### [Tekst do przeczytania]

---*---

Do zdarzenia miało dojść dwa tygodnie temu. Pewien lekarz z długoletnim doświadczeniem polał jakąś substancją rzeczy osobiste doktora i pielęgniarki. Zdarzenie to, jak udało nam się nieoficjalnie dowiedzieć, utrwaliła kamera.
To niedopuszczalne
Dyrektor szpitala Eligiusz Patalas podjął decyzję o zwolnieniu doktora B. z pracy.
- Jeśli ktoś ingeruje w rzeczy osobiste innego pracownika i rozlewa jakąś substancję, nie może być członkiem zespołu. I nieważne, czy rozleje atrament, czy tylko grzebie w jego rzeczach. To jest niedopuszczalne - komentuje Eligiusz Patalas. Nie potwierdza jednak, że zdarzenie to utrwaliła kamera.
- Było to na pewno naruszenie miru osobistego współpracowników. Lekarz zanieczyścił rzeczy substancją, która mogła być toksyczna. Miałem dane wskazujące na bardzo duże prawdopodobieństwo, wręcz graniczące z pewnością, że tak odbyło się to w tym przypadku. Dlatego rozwiązałem z lekarzem umowę. Czy to była próba otrucia? Tego nie wiem. Czy te działania miały charakter zamachu na życie i zdrowie pracowników? Też nie wiem. To nie są już moje kompetencje - wyznaje dyrektor.
O zdarzeniu poinformował policję, która prowadzi tę sprawę pod nadzorem prokuratora. - Potwierdzam, że doszło do tego zdarzenia. Postępowanie jest w toku. Nie udzielamy żadnych szczegółowych informacji - ucina Sławomir Głuszek, zastępca Prokuratora Rejonowego w Inowrocławiu. Póki co nikt nie usłyszał żadnych zarzutów.

---*---

### [Zadania do wykonania]
1. Kto według tekstu o incydencie w szpitalu zdecydował o zwolnieniu doktora B. z pracy?
2. Przepisz słowo w słowo wiersze materiału wejściowego od wiersza zawierającego „query (the noun phrase to segment): rocky” do ostatniego wiersza, oba włącznie.

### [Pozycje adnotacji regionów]

---*---

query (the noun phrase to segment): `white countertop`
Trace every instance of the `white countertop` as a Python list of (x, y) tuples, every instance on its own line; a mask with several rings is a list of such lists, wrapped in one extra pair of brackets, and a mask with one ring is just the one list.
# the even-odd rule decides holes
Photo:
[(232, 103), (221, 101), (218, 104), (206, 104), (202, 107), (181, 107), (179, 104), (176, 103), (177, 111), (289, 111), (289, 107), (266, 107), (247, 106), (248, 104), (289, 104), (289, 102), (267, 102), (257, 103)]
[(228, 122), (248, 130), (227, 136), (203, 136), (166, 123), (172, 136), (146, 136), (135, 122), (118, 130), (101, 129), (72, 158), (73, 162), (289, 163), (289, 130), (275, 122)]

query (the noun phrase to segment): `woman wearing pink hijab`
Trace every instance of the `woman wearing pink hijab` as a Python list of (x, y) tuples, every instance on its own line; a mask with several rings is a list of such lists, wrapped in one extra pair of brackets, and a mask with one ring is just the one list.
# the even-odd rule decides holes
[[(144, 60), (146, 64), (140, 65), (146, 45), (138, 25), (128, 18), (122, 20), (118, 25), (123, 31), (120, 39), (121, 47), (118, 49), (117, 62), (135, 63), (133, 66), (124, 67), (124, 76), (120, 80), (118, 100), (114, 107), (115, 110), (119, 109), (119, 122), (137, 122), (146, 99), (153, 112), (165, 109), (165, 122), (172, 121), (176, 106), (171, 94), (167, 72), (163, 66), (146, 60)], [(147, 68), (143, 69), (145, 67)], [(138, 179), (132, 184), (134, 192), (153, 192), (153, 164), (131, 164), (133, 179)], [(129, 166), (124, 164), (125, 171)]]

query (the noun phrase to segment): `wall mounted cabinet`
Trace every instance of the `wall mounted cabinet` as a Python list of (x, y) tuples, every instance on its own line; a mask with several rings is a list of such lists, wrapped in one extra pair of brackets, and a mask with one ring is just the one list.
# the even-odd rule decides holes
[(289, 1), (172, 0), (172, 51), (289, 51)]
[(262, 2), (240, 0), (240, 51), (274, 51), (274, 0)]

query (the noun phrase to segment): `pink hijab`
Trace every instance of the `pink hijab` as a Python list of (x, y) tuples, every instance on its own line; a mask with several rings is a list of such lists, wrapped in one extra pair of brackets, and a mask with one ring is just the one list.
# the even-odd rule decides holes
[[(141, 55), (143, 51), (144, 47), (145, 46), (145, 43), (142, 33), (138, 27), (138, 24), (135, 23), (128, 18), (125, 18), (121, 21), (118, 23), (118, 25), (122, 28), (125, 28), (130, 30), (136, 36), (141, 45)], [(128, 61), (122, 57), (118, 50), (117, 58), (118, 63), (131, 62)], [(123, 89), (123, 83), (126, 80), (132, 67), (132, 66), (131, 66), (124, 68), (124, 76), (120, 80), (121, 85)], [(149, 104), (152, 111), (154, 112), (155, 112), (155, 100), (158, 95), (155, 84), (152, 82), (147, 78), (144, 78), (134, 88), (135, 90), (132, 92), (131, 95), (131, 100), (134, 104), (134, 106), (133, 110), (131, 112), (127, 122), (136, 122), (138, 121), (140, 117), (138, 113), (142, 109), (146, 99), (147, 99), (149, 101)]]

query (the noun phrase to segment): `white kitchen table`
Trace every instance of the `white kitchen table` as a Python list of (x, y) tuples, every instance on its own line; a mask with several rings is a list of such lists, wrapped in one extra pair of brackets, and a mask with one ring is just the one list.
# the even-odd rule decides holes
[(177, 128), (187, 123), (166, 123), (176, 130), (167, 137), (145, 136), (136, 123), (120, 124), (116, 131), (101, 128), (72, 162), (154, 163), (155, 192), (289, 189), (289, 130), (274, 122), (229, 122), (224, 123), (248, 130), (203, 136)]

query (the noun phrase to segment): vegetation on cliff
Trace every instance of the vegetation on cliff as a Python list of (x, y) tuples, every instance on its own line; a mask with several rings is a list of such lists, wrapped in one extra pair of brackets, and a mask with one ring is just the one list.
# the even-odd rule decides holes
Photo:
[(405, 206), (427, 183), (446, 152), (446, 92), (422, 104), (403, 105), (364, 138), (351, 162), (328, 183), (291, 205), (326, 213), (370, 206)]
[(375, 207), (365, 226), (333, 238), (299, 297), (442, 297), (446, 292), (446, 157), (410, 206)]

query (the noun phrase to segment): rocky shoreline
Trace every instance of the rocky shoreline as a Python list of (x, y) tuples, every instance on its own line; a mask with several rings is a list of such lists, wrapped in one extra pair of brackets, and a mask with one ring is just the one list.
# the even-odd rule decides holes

---*---

### [Odpowiedzi do zadań]
1. Dyrektor szpitala Eligiusz Patalas.

2.
query (the noun phrase to segment): rocky shoreline
Trace every instance of the rocky shoreline as a Python list of (x, y) tuples, every instance on its own line; a mask with several rings is a list of such lists, wrapped in one extra pair of brackets, and a mask with one ring is just the one list.
# the even-odd rule decides holes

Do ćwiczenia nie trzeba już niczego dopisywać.